*** Opening EXERCISE DATA ***

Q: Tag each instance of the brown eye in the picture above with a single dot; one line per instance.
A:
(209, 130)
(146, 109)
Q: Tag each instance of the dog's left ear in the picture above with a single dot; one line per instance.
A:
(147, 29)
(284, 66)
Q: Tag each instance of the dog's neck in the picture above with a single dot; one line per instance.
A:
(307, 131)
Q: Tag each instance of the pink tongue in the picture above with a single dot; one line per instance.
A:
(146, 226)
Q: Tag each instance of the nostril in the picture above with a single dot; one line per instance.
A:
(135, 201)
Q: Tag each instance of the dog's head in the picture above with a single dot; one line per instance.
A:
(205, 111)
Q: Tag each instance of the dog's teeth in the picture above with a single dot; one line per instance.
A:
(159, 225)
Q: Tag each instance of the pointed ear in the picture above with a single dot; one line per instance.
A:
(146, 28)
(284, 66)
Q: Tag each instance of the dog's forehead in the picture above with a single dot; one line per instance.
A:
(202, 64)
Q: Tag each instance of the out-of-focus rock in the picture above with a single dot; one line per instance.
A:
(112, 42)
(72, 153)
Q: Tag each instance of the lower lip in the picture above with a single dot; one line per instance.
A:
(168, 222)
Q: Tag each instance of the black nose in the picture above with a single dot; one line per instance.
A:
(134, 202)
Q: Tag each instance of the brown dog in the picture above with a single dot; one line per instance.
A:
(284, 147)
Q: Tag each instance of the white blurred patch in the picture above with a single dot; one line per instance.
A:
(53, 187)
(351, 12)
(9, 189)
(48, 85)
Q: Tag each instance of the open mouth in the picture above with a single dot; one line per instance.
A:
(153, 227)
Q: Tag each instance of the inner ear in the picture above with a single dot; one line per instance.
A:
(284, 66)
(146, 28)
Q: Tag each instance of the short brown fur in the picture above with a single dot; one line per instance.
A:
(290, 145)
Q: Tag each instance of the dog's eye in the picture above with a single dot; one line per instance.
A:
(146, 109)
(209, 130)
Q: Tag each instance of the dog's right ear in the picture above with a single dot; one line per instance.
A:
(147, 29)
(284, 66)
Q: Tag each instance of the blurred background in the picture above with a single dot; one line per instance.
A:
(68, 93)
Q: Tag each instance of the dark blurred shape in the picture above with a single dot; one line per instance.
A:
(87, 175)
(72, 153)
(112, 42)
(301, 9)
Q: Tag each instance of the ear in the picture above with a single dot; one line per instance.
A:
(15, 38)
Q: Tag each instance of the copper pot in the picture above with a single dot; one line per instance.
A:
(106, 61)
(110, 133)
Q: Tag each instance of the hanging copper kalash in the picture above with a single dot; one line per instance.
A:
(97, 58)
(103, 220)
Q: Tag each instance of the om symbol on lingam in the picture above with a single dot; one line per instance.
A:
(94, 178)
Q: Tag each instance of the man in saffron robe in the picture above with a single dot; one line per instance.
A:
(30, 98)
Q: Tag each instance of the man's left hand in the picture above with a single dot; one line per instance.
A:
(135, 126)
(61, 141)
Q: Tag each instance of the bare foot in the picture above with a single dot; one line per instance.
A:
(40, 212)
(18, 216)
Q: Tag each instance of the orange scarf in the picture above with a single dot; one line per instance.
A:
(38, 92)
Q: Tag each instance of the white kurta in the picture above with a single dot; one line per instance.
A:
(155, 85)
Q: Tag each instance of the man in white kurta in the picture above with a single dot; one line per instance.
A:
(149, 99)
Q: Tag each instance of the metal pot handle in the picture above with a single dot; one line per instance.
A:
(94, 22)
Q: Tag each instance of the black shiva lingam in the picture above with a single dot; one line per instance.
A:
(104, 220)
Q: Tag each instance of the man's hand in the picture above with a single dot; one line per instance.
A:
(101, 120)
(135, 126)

*** Closing EXERCISE DATA ***

Word for word, write out every record.

Q: Tag each instance of the brown eye in the picture above with a single dot; one line per instance.
A:
(209, 130)
(146, 109)
Q: Tag each instance of the dog's left ear in the picture above with a single dot; one line per instance.
A:
(147, 29)
(284, 66)
Q: Tag each instance of the dog's neck in the picture above with a single dot; one line per instance.
A:
(307, 131)
Q: Tag each instance of the pink tongue in the picture above with a single dot; one line per instance.
A:
(146, 226)
Q: Tag each instance of the nostril in the picture above with a single dot; one line per instance.
A:
(135, 201)
Q: Tag each instance of the dog's head in the picture above with a single dot; one line per instance.
A:
(205, 111)
Q: Tag each instance of the dog's teeth in the picture above with a single dot; one line per instance.
A:
(159, 225)
Q: Tag each instance of the pointed ear in the picture above with a single dot; one line per instance.
A:
(146, 28)
(284, 66)
Q: Tag each instance of the dog's forehead in the picture above with a single dot; one line per instance.
A:
(202, 64)
Q: Tag each instance of the out-of-focus rock in the picture above with a single dot; one line per instance.
A:
(112, 42)
(72, 153)
Q: Tag each instance of the lower lip in the picture above with a single dot; one line per instance.
A:
(168, 222)
Q: Tag each instance of the black nose in the picture above with a single dot; one line per instance.
A:
(134, 202)
Q: Tag each instance of the brown dog in the picture above with a single dot; one line per instance.
A:
(284, 147)
Q: Tag each instance of the white blurred patch in the picture above with a single dot; one line per instance.
A:
(53, 187)
(351, 12)
(9, 189)
(48, 85)
Q: Tag each instance of the open mouth in the picture above with a single dot; one line per instance.
A:
(153, 227)
Q: Tag each instance of the inner ear in the picture above with a single dot; one line per instance.
A:
(284, 66)
(146, 28)
Q: Tag each instance of the short brown fur in the picture above with a single dot; one line per instance.
A:
(290, 145)
Q: Tag each instance of the dog's eye in the picture above with a single dot; one line per instance.
A:
(146, 109)
(209, 130)
Q: Tag each instance of the dog's right ear in the picture above with a single dot; one line per instance.
A:
(147, 29)
(284, 66)
Q: Tag each instance of the blurred background in the picture above with a single dot; one line per instance.
A:
(68, 93)
Q: Tag each instance of the dark blurred shape in the picture above with a single dot; one line per instance.
A:
(87, 175)
(72, 153)
(112, 42)
(301, 9)
Q: Tag each instance of the ear in the picture above with a single dot; one line per instance.
A:
(15, 38)
Q: Tag each instance of the copper pot in the picture above with a single dot; one line per instance.
A:
(106, 61)
(110, 133)
Q: Tag each instance of the hanging copper kalash in the picture above with a single dot; one line per instance.
A:
(97, 58)
(103, 220)
Q: Tag each instance of the om symbol on lingam in the picture above with a single dot; one line per instance.
A:
(94, 178)
Q: Tag each instance of the man in saffron robe in the picture above with a single dot; one line per instance.
A:
(30, 98)
Q: Tag each instance of the man's left hand in the picture above with a single dot; one line per instance.
A:
(135, 126)
(61, 141)
Q: Tag each instance of the bare foot in the picture above with a single dot; one line per instance.
A:
(40, 212)
(18, 216)
Q: Tag each instance of the orange scarf in the picture above with a single dot; one line per instance.
A:
(38, 92)
Q: Tag each instance of the white kurta in the picture above with a single dot; one line per instance.
A:
(155, 85)
Q: Tag each instance of the man in white kurta in the picture above with a single dot; one line per instance.
A:
(149, 99)
Q: Tag each instance of the metal pot handle in the picture above with a single dot; one line per instance.
A:
(94, 22)
Q: Tag each instance of the black shiva lingam in the picture above with a single dot; one line per instance.
A:
(104, 220)
Q: Tag each instance of the man's hand in the picture above with a single dot; one line per instance.
A:
(101, 120)
(135, 126)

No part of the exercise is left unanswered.